* **SHORT TASK 1**
Using the fish room thread, decide whether each statement agrees with it, answering yes or no and quoting the words that settle it: (a) The sanchezi/caribe tank held 11 sanchezi and 8 caribe. (b) Trebor sleeps about 8 hours a night. (c) Some of the 20 longs house 4-5 inch serras.
───── PROVIDED PASSAGE
I knew some people would comment on divided tanks, but let me assure everyone my fish don't seem to mind. The heavily divided tanks house mostly small fish, 1-2 inch golds, 2-3 inch brandti, 4 inch sanchezi that I am raising up to group eventually. Some of the 20 longs are divided in two, and house 4-5 inch serras. These fish must not mind , they are not skittish, and eat well, with some taking fish out of my hand. I truly believe a cramped pirhana would have an exaggerated fright response, of which none of mine show any signs! BTW, I am self employed, own some rental houses, and sleep only an average of 4 hours a night. I'll leave my lights on in the fish room so I can work on tanks late at night, my girlfriend does'nt mind when I go out at 1-3 AM to work on tanks too. A real plus! I would also like to give props to Pedro, he has helped alot in the past year and a half supplying me wonderful fish. Keep the comments coming, I love to talk about my fishroom! Trebor


----------



## Elongatus cockus (May 28, 2005)

nubsmoke -- which is your favorite?


----------



## nubsmoke (Feb 4, 2004)

I love groups of p's, they usually show the most natural behavior. Last year I had a sanchezi/caribe tank that was my favorite. The caribe outgrew the sanchezi, and I had to separate. I had 11 sanchezi an 8 caribe in there, and it was beautiful. I separated them and kept 4 sanchezi and sold the remaining 7. I plan on duplicating this tank soon as I have the remaining 4 and just purchased 10 more. It's funny , when most people come over , they fall in love with my 16 inch rhom. They can't believe p's get that big.


----------



## Elongatus cockus (May 28, 2005)
──────────
* **SHORT TASK 2**
Repeat the rows word for word, starting with the line that contains "uniform in the photo above." and going on through the last line of the rows.
───── RECORDS SHOWN
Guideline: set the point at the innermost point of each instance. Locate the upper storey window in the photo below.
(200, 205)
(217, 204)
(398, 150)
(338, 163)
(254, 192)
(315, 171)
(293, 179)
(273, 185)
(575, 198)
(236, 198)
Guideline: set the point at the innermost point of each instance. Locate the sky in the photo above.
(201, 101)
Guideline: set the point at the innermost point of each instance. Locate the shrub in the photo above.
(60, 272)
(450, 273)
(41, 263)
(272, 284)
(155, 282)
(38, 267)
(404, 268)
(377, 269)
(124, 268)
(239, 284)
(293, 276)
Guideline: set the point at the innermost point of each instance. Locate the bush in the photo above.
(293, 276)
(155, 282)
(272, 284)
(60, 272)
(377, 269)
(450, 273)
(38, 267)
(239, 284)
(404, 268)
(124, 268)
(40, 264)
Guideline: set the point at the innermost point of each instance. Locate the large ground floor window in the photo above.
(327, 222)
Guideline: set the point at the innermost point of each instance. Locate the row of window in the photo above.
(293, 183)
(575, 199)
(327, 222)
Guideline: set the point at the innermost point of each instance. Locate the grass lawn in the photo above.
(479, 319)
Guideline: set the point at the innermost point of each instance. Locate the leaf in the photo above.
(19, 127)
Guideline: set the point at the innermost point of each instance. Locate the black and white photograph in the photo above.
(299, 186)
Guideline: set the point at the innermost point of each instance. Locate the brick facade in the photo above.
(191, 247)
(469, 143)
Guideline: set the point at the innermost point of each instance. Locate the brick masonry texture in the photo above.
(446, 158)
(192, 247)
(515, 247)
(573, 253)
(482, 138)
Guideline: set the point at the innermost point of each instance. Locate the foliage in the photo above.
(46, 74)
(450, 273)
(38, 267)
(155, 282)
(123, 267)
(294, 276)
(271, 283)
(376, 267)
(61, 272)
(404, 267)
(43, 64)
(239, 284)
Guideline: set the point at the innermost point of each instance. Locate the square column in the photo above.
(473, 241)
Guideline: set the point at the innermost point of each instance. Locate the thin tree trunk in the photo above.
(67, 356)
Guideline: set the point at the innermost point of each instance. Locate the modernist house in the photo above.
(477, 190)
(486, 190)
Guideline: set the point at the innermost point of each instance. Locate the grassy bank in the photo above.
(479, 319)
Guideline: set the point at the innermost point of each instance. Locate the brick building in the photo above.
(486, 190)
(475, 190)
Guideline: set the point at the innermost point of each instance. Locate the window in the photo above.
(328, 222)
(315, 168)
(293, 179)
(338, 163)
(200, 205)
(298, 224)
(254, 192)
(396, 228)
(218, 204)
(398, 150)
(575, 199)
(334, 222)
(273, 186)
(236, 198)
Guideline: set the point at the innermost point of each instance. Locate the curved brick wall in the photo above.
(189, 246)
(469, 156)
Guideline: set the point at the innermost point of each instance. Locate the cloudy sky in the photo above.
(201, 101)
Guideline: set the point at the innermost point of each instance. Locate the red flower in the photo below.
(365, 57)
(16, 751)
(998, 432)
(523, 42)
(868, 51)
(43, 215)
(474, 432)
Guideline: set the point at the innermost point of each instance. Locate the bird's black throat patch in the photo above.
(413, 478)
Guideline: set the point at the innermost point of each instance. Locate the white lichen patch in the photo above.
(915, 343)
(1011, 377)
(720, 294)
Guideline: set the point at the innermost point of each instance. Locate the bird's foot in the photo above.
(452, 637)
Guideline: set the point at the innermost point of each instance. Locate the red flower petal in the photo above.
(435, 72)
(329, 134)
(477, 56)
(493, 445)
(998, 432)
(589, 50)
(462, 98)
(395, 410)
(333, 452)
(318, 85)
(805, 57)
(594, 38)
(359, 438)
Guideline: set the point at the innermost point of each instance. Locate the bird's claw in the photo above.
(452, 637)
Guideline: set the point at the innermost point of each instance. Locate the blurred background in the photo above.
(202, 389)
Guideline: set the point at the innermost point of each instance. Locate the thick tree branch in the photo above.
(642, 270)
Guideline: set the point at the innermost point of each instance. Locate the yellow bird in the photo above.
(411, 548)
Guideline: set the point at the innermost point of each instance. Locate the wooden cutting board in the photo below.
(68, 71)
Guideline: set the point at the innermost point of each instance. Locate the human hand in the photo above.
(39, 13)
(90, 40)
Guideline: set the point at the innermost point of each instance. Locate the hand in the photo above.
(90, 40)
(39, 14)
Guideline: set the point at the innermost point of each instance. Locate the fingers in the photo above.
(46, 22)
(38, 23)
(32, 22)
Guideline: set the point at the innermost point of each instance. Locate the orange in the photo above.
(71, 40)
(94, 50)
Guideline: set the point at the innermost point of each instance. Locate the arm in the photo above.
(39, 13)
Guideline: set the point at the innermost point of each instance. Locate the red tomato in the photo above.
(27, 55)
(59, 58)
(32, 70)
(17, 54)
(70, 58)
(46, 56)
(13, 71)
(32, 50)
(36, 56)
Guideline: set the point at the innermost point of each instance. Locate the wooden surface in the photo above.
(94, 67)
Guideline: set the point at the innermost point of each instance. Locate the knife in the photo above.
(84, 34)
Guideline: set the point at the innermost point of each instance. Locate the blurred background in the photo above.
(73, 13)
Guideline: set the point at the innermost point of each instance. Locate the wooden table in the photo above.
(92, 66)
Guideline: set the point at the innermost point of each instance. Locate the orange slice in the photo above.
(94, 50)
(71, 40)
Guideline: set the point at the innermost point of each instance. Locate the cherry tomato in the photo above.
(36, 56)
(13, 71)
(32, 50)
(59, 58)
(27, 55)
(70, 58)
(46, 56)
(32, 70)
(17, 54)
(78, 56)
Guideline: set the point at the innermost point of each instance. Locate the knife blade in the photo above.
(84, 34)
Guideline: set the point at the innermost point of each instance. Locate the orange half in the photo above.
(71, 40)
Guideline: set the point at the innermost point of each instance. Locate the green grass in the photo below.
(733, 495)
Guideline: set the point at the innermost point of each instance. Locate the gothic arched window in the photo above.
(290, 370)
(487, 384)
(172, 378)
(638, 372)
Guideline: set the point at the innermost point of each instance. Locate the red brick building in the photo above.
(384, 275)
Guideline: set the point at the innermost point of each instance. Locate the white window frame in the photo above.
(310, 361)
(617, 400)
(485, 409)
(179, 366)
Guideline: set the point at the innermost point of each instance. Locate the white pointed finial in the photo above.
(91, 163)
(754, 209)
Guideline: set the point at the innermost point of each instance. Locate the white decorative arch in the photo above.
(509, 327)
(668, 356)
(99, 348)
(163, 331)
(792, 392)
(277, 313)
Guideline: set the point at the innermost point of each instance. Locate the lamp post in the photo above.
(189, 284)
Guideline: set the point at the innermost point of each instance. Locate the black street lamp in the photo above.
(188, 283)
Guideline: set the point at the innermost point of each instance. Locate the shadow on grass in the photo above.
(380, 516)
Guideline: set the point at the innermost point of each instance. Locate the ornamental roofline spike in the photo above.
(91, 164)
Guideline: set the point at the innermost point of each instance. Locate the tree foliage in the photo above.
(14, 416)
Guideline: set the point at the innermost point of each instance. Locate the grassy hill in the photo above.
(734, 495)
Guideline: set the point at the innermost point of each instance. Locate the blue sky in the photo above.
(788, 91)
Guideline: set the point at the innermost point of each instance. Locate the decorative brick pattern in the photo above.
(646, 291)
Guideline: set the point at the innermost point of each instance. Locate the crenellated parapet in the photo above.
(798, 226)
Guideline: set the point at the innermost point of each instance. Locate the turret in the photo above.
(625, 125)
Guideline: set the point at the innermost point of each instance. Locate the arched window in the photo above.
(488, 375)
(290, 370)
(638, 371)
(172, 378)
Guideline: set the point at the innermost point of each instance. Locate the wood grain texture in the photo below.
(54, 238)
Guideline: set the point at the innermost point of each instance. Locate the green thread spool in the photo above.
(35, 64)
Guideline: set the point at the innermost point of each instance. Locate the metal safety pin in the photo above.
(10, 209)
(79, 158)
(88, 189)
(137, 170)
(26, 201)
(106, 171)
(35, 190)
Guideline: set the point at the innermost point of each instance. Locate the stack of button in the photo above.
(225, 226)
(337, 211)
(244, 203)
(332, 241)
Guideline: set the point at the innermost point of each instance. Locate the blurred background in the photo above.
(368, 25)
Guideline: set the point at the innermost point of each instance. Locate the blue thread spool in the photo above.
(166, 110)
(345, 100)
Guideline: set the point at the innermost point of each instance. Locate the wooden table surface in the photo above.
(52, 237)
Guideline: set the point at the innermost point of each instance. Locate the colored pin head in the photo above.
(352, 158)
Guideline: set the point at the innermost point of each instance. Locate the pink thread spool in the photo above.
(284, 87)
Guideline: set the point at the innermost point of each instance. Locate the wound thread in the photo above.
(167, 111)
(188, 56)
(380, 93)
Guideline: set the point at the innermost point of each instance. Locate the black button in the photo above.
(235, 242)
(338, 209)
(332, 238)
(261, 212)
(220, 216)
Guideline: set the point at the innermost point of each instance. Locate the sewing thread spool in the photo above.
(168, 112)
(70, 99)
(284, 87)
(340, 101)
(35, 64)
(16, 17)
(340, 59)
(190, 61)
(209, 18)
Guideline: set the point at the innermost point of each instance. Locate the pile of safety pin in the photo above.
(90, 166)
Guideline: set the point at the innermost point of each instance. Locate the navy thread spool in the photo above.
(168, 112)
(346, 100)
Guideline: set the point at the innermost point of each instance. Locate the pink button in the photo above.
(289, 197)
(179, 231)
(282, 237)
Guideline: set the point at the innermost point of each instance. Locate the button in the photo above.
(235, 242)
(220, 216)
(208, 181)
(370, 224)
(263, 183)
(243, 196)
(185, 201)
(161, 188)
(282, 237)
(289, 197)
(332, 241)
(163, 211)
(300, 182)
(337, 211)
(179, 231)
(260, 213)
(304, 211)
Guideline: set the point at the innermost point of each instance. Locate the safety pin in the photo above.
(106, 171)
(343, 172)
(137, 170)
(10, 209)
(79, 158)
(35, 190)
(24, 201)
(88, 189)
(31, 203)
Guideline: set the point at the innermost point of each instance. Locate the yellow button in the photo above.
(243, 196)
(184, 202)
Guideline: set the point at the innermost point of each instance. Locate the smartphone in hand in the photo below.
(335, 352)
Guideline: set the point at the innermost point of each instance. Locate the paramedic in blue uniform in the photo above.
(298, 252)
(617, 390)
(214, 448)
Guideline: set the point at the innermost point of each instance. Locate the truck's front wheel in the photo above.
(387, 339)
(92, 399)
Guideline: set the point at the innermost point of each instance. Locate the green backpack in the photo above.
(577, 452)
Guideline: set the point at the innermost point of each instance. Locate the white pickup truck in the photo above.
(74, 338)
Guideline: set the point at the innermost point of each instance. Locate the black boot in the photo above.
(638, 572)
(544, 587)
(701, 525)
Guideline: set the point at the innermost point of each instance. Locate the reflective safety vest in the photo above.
──────────
* **OUTPUT 1**
(a) Yes: "I had 11 sanchezi an 8 caribe in there"
(b) No: "sleep only an average of 4 hours a night"
(c) Yes: "Some of the 20 longs are divided in two, and house 4-5 inch serras."

* **OUTPUT 2**
Guideline: set the point at the innermost point of each instance. Locate the paramedic in blue uniform in the photo above.
(298, 252)
(617, 390)
(214, 448)
Guideline: set the point at the innermost point of each instance. Locate the truck's front wheel in the photo above.
(387, 339)
(92, 399)
Guideline: set the point at the innermost point of each instance. Locate the green backpack in the photo above.
(577, 452)
Guideline: set the point at the innermost point of each instance. Locate the white pickup truck in the photo above.
(74, 338)
Guideline: set the point at the innermost point of each instance. Locate the black boot in the photo above.
(638, 572)
(544, 587)
(701, 525)
Guideline: set the point at the innermost point of each instance. Locate the reflective safety vest in the photo above.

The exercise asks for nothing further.